→ **Document excerpt**
╭──
Feature selector that removes low- or high- mean or variance features

Gaussian Mixture Modeling is applied to the features’ characteristics and components are obtained. Crossing points of the components are considered candidate thresholds. Out of these up to n_candidates components are removed in such a way that at least min_features or min_features_rate features are retained.

This feature selection algorithm looks only at the features (X), not the desired outputs (y), and can thus be used for unsupervised learning.

Parameters
stat: {‘mean’, ‘var’}

Kind of statistic to be computed out of the feature.

use_log: bool, optional, default: False

Whether to use the logarithm of feature characteristic instead of the characteristic itself. This may improve feature filtering performance, depending on the distribution of features, however all the characteristics (mean, variance) have to be positive for that - filtering will fail otherwise. This is useful for specific cases in biology where the distribution of data may actually require this option for any efficient filtering.

n_candidates: int, optional, default: None

How many candidate thresholds to use at most. 0 preserves all the features (all candidate thresholds are discarded), None allows to remove all but one component (all candidate thresholds are retained). Negative value means to discard up to all but -n_candidates candidates, e.g. -1 will retain at least two components (one candidate threshold is removed).

min_features: int, optional, default: 1

How many features must be preserved. Candidate thresholds are tested against this value, and if they retain less features, less conservative thresholds is selected.

min_features_rate: float, optional, default: 0.0

Similar to min_features but relative to the input data features number.

preserve_high: bool, optional, default: True

Whether to preserve the high-characteristic features or low-characteristic ones.

max_components: int, optional, default: 10

The maximum number of components used in the GMM decomposition.

Examples

>>> import numpy as np
>>> import divik.feature_selection as fs
>>> np.random.seed(42)
>>> labels = np.concatenate([30 * [0] + 20 * [1] + 30 * [2] + 40 * [3]])
>>> data = labels * 5 + np.random.randn(*labels.shape)
>>> fs.GMMSelector('mean').fit_transform(data)
array([[14.78032811 15.35711257 ... 15.75193303]])
>>> fs.GMMSelector('mean', preserve_high=False).fit_transform(data)
array([[ 0.49671415 -0.1382643  ... -0.29169375]])
>>> fs.GMMSelector('mean', n_discard=-1).fit_transform(data)
array([[10.32408397  9.61491772 ... 15.75193303]])
Attributes
vals_: array, shape (n_features,)

Computed characteristic of each feature.
╰──
→ **Dataset entries**
╭──
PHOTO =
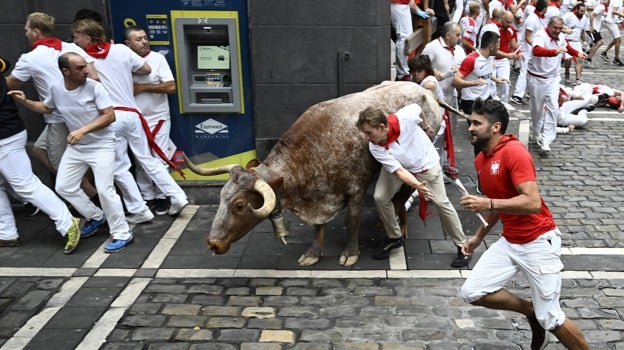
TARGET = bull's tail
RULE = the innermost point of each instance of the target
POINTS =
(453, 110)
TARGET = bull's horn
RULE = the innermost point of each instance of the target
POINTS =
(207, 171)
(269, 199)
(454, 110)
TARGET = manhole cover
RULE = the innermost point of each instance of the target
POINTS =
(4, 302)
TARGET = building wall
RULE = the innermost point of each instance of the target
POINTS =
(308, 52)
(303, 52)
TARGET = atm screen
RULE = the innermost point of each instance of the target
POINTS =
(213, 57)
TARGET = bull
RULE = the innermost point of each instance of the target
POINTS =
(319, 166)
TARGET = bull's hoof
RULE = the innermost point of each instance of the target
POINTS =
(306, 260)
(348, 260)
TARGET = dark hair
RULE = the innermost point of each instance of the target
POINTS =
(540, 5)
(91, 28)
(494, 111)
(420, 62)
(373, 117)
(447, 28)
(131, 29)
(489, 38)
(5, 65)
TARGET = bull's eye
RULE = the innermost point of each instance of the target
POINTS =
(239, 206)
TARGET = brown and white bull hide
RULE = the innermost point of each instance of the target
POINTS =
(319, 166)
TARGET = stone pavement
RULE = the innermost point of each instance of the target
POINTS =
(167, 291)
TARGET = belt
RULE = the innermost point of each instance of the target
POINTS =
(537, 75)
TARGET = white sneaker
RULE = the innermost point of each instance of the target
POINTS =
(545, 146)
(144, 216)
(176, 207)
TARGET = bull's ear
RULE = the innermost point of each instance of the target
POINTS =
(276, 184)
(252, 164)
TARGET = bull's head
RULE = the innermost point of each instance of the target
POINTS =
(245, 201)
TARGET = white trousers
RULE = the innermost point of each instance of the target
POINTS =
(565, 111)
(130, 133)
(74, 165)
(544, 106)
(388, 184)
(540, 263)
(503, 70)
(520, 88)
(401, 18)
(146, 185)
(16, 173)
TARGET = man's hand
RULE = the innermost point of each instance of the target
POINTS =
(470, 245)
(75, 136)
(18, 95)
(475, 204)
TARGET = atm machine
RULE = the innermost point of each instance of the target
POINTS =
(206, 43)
╰──
╭──
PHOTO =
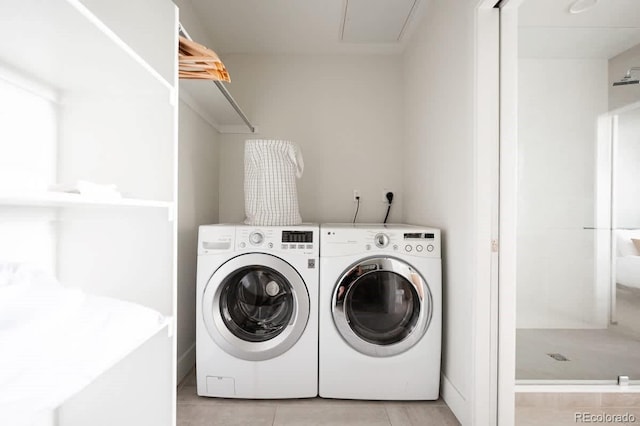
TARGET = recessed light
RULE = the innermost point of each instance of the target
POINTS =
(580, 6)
╰──
→ **Questions on the material**
1. In the feature selector documentation above, shorten the paragraph that begins "Whether to use the logarithm" into a brief bulleted list that keeps its main facts.
2. According to the feature selector documentation, why can this algorithm be used for unsupervised learning? Answer in one to three sentences.
3. Continue the feature selector documentation from its final sentence.

→ **Responses to the exercise**
1.
- Uses the logarithm of the feature characteristic instead of the characteristic itself.
- May improve feature filtering, depending on the distribution of features.
- Requires all characteristics (mean, variance) to be positive; otherwise filtering fails.
- Useful in specific biology cases where the data distribution may require it for efficient filtering.

2. It can be used for unsupervised learning because it looks only at the features (X) and not at the desired outputs (y).

3.
threshold_: float

Threshold value to filter the features by the characteristic.

raw_threshold_: float

Threshold value mapped back to characteristic space (no logarithm, etc.)

selected_: array, shape (n_features,)

Vector of binary selections of the informative features.

Methods

fit(X[, y])

Learn data-driven feature thresholds from X.

fit_transform(X[, y])

Fit to data, then transform it.

get_params([deep])

Get parameters for this estimator.

get_support([indices])

Get a mask, or integer index, of the features selected

inverse_transform(X)

Reverse the transformation operation

set_params(**params)

Set the parameters of this estimator.

transform(X)

Reduce X to the selected features.

fit(X, y=None)[source]

Learn data-driven feature thresholds from X.

Parameters
X{array-like, sparse matrix}, shape (n_samples, n_features)

Sample vectors from which to compute feature characteristic.

yany

Ignored. This parameter exists only for compatibility with sklearn.pipeline.Pipeline.

Returns
self
fit_transform(X, y=None, **fit_params)

Fit to data, then transform it.

Fits transformer to X and y with optional parameters fit_params and returns a transformed version of X.

Parameters
Xarray-like of shape (n_samples, n_features)

Input samples.

yarray-like of shape (n_samples,) or (n_samples, n_outputs), default=None

Target values (None for unsupervised transformations).

**fit_paramsdict

Additional fit parameters.

Returns
X_newndarray array of shape (n_samples, n_features_new)

Transformed array.

get_params(deep=True)

Get parameters for this estimator.

Parameters
deepbool, default=True

If True, will return the parameters for this estimator and contained subobjects that are estimators.

Returns
paramsdict

Parameter names mapped to their values.

get_support(indices=False)

Get a mask, or integer index, of the features selected

Parameters
indicesbool, default=False

If True, the return value will be an array of integers, rather than a boolean mask.

Returns
supportarray

An index that selects the retained features from a feature vector. If indices is False, this is a boolean array of shape [# input features], in which an element is True iff its corresponding feature is selected for retention. If indices is True, this is an integer array of shape [# output features] whose values are indices into the input feature vector.

inverse_transform(X)

Reverse the transformation operation

Parameters
Xarray of shape [n_samples, n_selected_features]

The input samples.

Returns
X_rarray of shape [n_samples, n_original_features]

X with columns of zeros inserted where features would have been removed by transform().

set_params(**params)

Set the parameters of this estimator.

The method works on simple estimators as well as on nested objects (such as Pipeline). The latter have parameters of the form <component>__<parameter> so that it’s possible to update each component of a nested object.

Parameters
**paramsdict

Estimator parameters.

Returns
selfestimator instance

Estimator instance.

transform(X)

Reduce X to the selected features.

Parameters
Xarray of shape [n_samples, n_features]

The input samples.

Returns
X_rarray of shape [n_samples, n_selected_features]

The input samples with only the selected features.

class divik.feature_selection.HighAbundanceAndVarianceSelector(use_log=False, min_features=1, min_features_rate=0.0, max_components=10)[source]

Feature selector that removes low-mean and low-variance features

Exercises GMMSelector to filter out the low-abundance noise features and select high-variance informative features.

This feature selection algorithm looks only at the features (X), not the desired outputs (y), and can thus be used for unsupervised learning.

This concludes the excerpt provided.